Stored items
- Opening Delimiter -
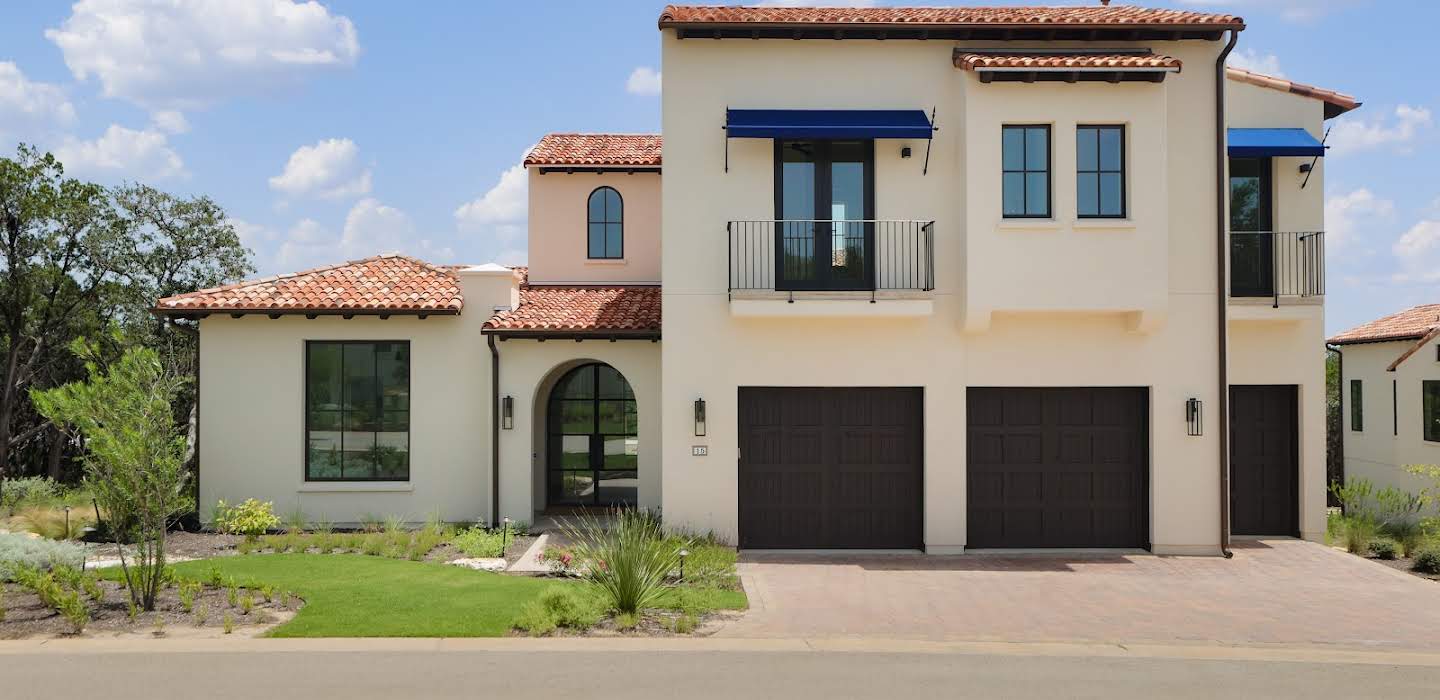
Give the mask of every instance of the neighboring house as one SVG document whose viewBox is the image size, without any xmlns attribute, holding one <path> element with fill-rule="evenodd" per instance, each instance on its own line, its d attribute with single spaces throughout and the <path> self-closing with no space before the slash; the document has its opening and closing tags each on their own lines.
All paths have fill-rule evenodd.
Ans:
<svg viewBox="0 0 1440 700">
<path fill-rule="evenodd" d="M 637 504 L 747 548 L 1319 539 L 1318 139 L 1358 103 L 1227 73 L 1243 27 L 668 7 L 663 173 L 658 135 L 541 139 L 527 270 L 159 302 L 200 319 L 200 502 Z"/>
<path fill-rule="evenodd" d="M 1340 333 L 1345 478 L 1418 494 L 1433 482 L 1405 471 L 1440 464 L 1440 304 Z"/>
</svg>

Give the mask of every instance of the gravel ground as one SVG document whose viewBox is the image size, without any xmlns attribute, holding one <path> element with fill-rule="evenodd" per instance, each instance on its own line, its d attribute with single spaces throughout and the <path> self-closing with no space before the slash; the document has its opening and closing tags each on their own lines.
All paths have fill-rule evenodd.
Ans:
<svg viewBox="0 0 1440 700">
<path fill-rule="evenodd" d="M 153 612 L 140 612 L 132 620 L 129 596 L 123 587 L 111 581 L 102 581 L 101 585 L 105 588 L 104 597 L 99 602 L 86 601 L 90 609 L 90 623 L 80 636 L 156 635 L 157 629 L 160 634 L 156 636 L 194 636 L 197 630 L 223 635 L 227 614 L 233 620 L 234 630 L 253 636 L 290 619 L 301 604 L 300 599 L 290 597 L 289 607 L 284 607 L 278 594 L 267 603 L 259 592 L 252 592 L 254 607 L 245 614 L 240 607 L 230 606 L 226 589 L 206 588 L 195 596 L 194 608 L 187 613 L 181 608 L 179 593 L 169 588 L 160 593 Z M 0 588 L 4 590 L 5 602 L 0 639 L 77 636 L 70 622 L 41 603 L 34 593 L 13 583 L 0 584 Z M 241 597 L 244 595 L 244 592 L 240 593 Z"/>
</svg>

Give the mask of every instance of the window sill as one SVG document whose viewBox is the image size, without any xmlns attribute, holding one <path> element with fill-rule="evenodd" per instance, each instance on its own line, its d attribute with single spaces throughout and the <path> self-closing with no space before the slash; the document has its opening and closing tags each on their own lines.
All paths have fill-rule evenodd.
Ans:
<svg viewBox="0 0 1440 700">
<path fill-rule="evenodd" d="M 300 493 L 410 493 L 415 485 L 408 481 L 307 481 L 297 489 Z"/>
<path fill-rule="evenodd" d="M 586 258 L 586 259 L 585 259 L 585 264 L 586 264 L 586 265 L 628 265 L 628 264 L 629 264 L 629 261 L 625 260 L 625 258 L 616 258 L 616 259 L 611 259 L 611 258 Z"/>
<path fill-rule="evenodd" d="M 995 228 L 1004 231 L 1059 231 L 1060 222 L 1055 219 L 1001 219 Z"/>
<path fill-rule="evenodd" d="M 1133 219 L 1075 219 L 1070 227 L 1079 231 L 1133 231 L 1135 221 Z"/>
</svg>

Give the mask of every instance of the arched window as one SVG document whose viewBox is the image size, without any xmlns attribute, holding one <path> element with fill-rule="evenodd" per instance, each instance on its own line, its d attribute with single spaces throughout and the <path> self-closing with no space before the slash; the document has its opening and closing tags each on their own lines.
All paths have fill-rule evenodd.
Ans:
<svg viewBox="0 0 1440 700">
<path fill-rule="evenodd" d="M 619 260 L 625 257 L 625 204 L 620 193 L 611 187 L 600 187 L 590 193 L 589 257 Z"/>
<path fill-rule="evenodd" d="M 550 391 L 549 505 L 635 505 L 640 455 L 635 392 L 614 367 L 584 364 Z"/>
</svg>

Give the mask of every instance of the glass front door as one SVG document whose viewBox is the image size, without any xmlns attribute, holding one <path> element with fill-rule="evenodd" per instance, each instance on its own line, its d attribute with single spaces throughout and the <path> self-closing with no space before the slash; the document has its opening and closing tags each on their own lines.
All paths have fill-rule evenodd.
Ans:
<svg viewBox="0 0 1440 700">
<path fill-rule="evenodd" d="M 875 142 L 775 142 L 776 288 L 874 287 Z"/>
<path fill-rule="evenodd" d="M 635 505 L 637 418 L 635 393 L 614 367 L 592 363 L 566 372 L 547 411 L 546 503 Z"/>
<path fill-rule="evenodd" d="M 1230 159 L 1230 295 L 1274 291 L 1274 231 L 1269 158 Z"/>
</svg>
- Closing Delimiter -
**Work to complete**
Every entry, word for word, should be given again; the pictures are not part of the copy.

**Solution to this task**
Give the mask of every instance of the neighboring house as one SVG document whose viewBox is the image size, without any xmlns attribute, holding one <path> element with fill-rule="evenodd" per instance, each instance on its own line, its d attribute with single spaces throughout and the <path> self-closing with no space before the slash; the document has its opening and closing tags each on their own lines.
All paths have fill-rule evenodd.
Ans:
<svg viewBox="0 0 1440 700">
<path fill-rule="evenodd" d="M 637 504 L 747 548 L 1319 539 L 1318 139 L 1358 103 L 1227 73 L 1243 27 L 668 7 L 663 173 L 658 135 L 541 139 L 527 270 L 159 302 L 200 319 L 200 502 Z"/>
<path fill-rule="evenodd" d="M 1340 333 L 1345 478 L 1418 494 L 1433 482 L 1405 471 L 1440 464 L 1440 304 Z"/>
</svg>

Give the mask of every instance of the gravel ground as one SVG document whose viewBox is the image size, without any xmlns attribute, holding one <path> element with fill-rule="evenodd" per instance, each instance on its own line, its d attribute with single spaces throughout and the <path> self-closing with no space before the slash; the document has its opening and closing tags each on their own lines.
All paths have fill-rule evenodd.
Ans:
<svg viewBox="0 0 1440 700">
<path fill-rule="evenodd" d="M 153 612 L 140 612 L 132 620 L 129 596 L 123 587 L 111 581 L 102 581 L 101 585 L 105 588 L 104 597 L 99 602 L 86 601 L 90 609 L 90 623 L 80 636 L 156 635 L 157 629 L 160 634 L 156 636 L 194 636 L 197 630 L 223 635 L 227 614 L 233 620 L 234 630 L 253 636 L 290 619 L 301 604 L 300 599 L 290 597 L 289 607 L 284 607 L 278 594 L 267 603 L 259 592 L 252 592 L 254 607 L 245 614 L 240 607 L 230 606 L 226 589 L 206 588 L 195 596 L 194 608 L 187 613 L 181 608 L 179 593 L 169 588 L 160 593 Z M 0 588 L 4 590 L 5 602 L 0 639 L 77 636 L 70 622 L 41 603 L 34 593 L 13 583 L 0 584 Z M 241 597 L 244 595 L 244 592 L 240 593 Z"/>
</svg>

Give the mask of every instance of the window sill as one SVG document whose viewBox is the image size, without any xmlns attribute, holding one <path> element with fill-rule="evenodd" per instance, each instance on its own line, its d attribute with single spaces throughout and the <path> self-closing with no space before the slash; the document has its opening and closing tags each on their own lines.
All paths have fill-rule evenodd.
Ans:
<svg viewBox="0 0 1440 700">
<path fill-rule="evenodd" d="M 300 493 L 410 493 L 415 485 L 408 481 L 307 481 L 297 489 Z"/>
<path fill-rule="evenodd" d="M 586 258 L 586 259 L 585 259 L 585 264 L 586 264 L 586 265 L 628 265 L 628 264 L 629 264 L 629 261 L 625 260 L 625 258 L 616 258 L 616 259 L 611 259 L 611 258 Z"/>
<path fill-rule="evenodd" d="M 995 228 L 1004 231 L 1059 231 L 1060 222 L 1055 219 L 1001 219 Z"/>
<path fill-rule="evenodd" d="M 1133 219 L 1075 219 L 1070 227 L 1079 231 L 1133 231 L 1135 221 Z"/>
</svg>

Give the mask of every instance of the arched window as one SVG document whose viewBox is the image size, without any xmlns attribute, holding one <path> element with fill-rule="evenodd" per instance, each instance on its own line, its d attribute with single spaces throughout and the <path> self-closing with no space before the slash; the document has its opening and closing tags each on their own lines.
All paths have fill-rule evenodd.
Ans:
<svg viewBox="0 0 1440 700">
<path fill-rule="evenodd" d="M 619 260 L 625 257 L 625 204 L 620 193 L 611 187 L 600 187 L 590 193 L 589 257 Z"/>
<path fill-rule="evenodd" d="M 550 391 L 549 505 L 635 505 L 640 455 L 635 392 L 614 367 L 584 364 Z"/>
</svg>

Give the mask of every instance of the glass front door as one SVG document whose viewBox is the image size, without any xmlns attribute, holding one <path> element with fill-rule="evenodd" per instance, each instance on its own line, its d attribute with single spaces throughout and the <path> self-closing with no space before the slash; the document has its opening and closing tags each on their own lines.
All paths have fill-rule evenodd.
Ans:
<svg viewBox="0 0 1440 700">
<path fill-rule="evenodd" d="M 875 142 L 775 142 L 776 288 L 874 287 Z"/>
<path fill-rule="evenodd" d="M 635 505 L 637 418 L 635 393 L 614 367 L 592 363 L 566 372 L 547 411 L 546 503 Z"/>
<path fill-rule="evenodd" d="M 1230 159 L 1230 295 L 1274 291 L 1274 231 L 1269 158 Z"/>
</svg>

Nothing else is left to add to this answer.